* [Requirement]: The answer should be an exact copy of the lines from the line with "positive clicks: (380, 194)" through the last line of the entries, and no other lines.

Stored entries:
==*==

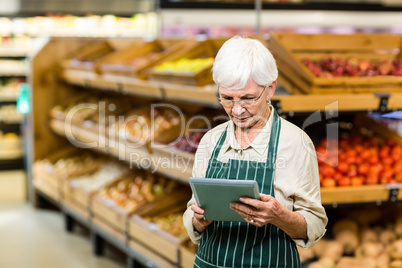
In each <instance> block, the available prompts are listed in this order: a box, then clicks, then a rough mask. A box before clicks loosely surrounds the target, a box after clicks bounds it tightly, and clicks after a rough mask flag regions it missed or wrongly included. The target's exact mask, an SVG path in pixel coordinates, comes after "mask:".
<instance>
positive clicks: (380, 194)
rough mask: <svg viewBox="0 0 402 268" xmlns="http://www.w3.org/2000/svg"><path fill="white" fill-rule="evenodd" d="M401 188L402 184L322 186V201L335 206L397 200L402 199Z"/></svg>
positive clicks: (328, 204)
mask: <svg viewBox="0 0 402 268" xmlns="http://www.w3.org/2000/svg"><path fill="white" fill-rule="evenodd" d="M400 188H402V184H387V185H385V184H381V185H363V186H347V187H346V186H345V187H334V188H331V187H330V188H325V187H322V188H321V202H322V204H323V205H332V206H334V207H336V206H338V205H345V204H361V203H384V202H397V201H402V199H401V198H400V197H402V195H401V194H400ZM398 194H399V195H398Z"/></svg>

==*==

* [Reply]:
positive clicks: (380, 194)
rough mask: <svg viewBox="0 0 402 268" xmlns="http://www.w3.org/2000/svg"><path fill="white" fill-rule="evenodd" d="M401 188L402 184L322 186V201L335 206L397 200L402 199Z"/></svg>
positive clicks: (328, 204)
mask: <svg viewBox="0 0 402 268" xmlns="http://www.w3.org/2000/svg"><path fill="white" fill-rule="evenodd" d="M400 188H402V184H387V185H385V184H381V185H363V186H347V187H346V186H345V187H334V188H331V187H330V188H325V187H322V188H321V202H322V204H323V205H332V206H334V207H336V206H338V205H345V204H361V203H384V202H397V201H402V199H401V198H400V197H402V195H401V194H400ZM398 194H399V195H398Z"/></svg>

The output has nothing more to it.